■ **Written instruction**
Rewrite the records below, substituting "backpack strap" for "shoulder bag strap" and leaving everything else unchanged.

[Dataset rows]
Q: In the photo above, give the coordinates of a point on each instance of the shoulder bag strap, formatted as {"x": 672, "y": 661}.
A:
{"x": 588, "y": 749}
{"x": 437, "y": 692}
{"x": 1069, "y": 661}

■ **Answer to this exercise**
Q: In the photo above, give the coordinates of a point on each instance of the backpack strap, formatted as {"x": 672, "y": 661}.
A:
{"x": 588, "y": 749}
{"x": 437, "y": 692}
{"x": 1069, "y": 661}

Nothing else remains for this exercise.